(Records from a collection)
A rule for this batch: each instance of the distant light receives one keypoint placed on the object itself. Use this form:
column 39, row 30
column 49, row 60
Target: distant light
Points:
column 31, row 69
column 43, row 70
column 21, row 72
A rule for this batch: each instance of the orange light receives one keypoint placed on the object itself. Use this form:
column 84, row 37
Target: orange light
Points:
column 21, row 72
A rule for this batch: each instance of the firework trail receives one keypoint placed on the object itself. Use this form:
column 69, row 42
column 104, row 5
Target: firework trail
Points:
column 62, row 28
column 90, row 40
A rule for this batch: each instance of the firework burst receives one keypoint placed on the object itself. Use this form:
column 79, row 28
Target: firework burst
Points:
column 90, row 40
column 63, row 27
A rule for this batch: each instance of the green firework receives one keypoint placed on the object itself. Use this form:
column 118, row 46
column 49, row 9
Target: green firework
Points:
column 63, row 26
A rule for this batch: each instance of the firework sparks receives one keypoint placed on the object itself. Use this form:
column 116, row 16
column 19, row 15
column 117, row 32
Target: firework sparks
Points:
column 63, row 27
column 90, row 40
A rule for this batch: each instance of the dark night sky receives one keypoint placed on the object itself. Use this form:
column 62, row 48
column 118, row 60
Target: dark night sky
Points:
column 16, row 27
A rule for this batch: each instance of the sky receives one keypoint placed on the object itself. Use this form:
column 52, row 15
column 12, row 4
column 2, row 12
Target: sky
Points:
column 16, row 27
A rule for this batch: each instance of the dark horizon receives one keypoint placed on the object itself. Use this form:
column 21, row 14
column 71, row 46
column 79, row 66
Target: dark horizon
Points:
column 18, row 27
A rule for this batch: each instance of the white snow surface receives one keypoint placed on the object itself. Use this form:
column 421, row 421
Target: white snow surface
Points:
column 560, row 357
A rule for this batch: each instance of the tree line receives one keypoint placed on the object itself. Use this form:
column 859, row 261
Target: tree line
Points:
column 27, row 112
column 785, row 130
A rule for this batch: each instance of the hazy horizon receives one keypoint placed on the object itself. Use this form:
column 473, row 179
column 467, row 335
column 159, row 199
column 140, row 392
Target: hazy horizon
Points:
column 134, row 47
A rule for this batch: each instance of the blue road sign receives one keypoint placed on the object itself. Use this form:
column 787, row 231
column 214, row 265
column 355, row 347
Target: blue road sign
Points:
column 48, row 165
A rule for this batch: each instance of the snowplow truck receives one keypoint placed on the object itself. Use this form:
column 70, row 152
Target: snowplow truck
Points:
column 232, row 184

- _Stated problem_
Repeat all of the lines above word for word.

- _Solved problem_
A rule for this batch: each instance of the distant light receives one keypoint placed on the object itself. Use this form:
column 39, row 30
column 49, row 60
Target: distant light
Points:
column 31, row 69
column 43, row 70
column 21, row 72
A rule for this batch: each instance of the orange light receives one keypoint placed on the object itself. Use this form:
column 84, row 37
Target: orange light
Points:
column 21, row 72
A rule for this batch: each instance of the firework trail receives one keypoint placed on the object itself. Use this form:
column 69, row 42
column 104, row 5
Target: firework trail
Points:
column 62, row 28
column 90, row 40
A rule for this batch: each instance of the firework burst receives one keypoint placed on the object itself. Use this form:
column 79, row 28
Target: firework burst
Points:
column 90, row 40
column 63, row 27
A rule for this batch: each instance of the green firework receives one keypoint placed on the object itself. Use this form:
column 118, row 46
column 49, row 9
Target: green firework
Points:
column 63, row 26
A rule for this batch: each instance of the firework sparks receives one keypoint placed on the object itself. Use this form:
column 116, row 16
column 19, row 15
column 117, row 32
Target: firework sparks
Points:
column 63, row 27
column 90, row 40
A rule for this batch: each instance of the dark night sky receives one keypoint placed on the object itself. Use this form:
column 62, row 48
column 118, row 60
Target: dark night sky
Points:
column 16, row 27
A rule for this batch: each instance of the sky receives one keypoint placed on the object itself. Use this form:
column 52, row 15
column 12, row 4
column 2, row 12
Target: sky
Points:
column 16, row 27
A rule for this batch: each instance of the dark horizon receives one keypoint placed on the object itself. Use this form:
column 21, row 14
column 71, row 46
column 79, row 66
Target: dark horizon
Points:
column 18, row 27
A rule for this batch: each instance of the white snow surface receives one keypoint placed on the object itself. Use this form:
column 421, row 421
Target: white snow surface
Points:
column 560, row 357
A rule for this batch: each instance of the tree line receives one keypoint placed on the object itself. Use this form:
column 859, row 261
Target: tree line
Points:
column 27, row 112
column 785, row 130
A rule for this batch: each instance of the hazy horizon receives one keypoint placed on the object itself. Use this form:
column 473, row 179
column 467, row 335
column 159, row 199
column 140, row 392
Target: hazy horizon
Points:
column 134, row 47
A rule for this batch: each instance of the blue road sign receives one keypoint placed on the object itself. Use this form:
column 787, row 231
column 214, row 265
column 355, row 347
Target: blue road sign
Points:
column 48, row 165
A rule for this batch: each instance of the snowplow truck receives one keypoint placed on the object itself. Use this form:
column 70, row 152
Target: snowplow truck
Points:
column 232, row 184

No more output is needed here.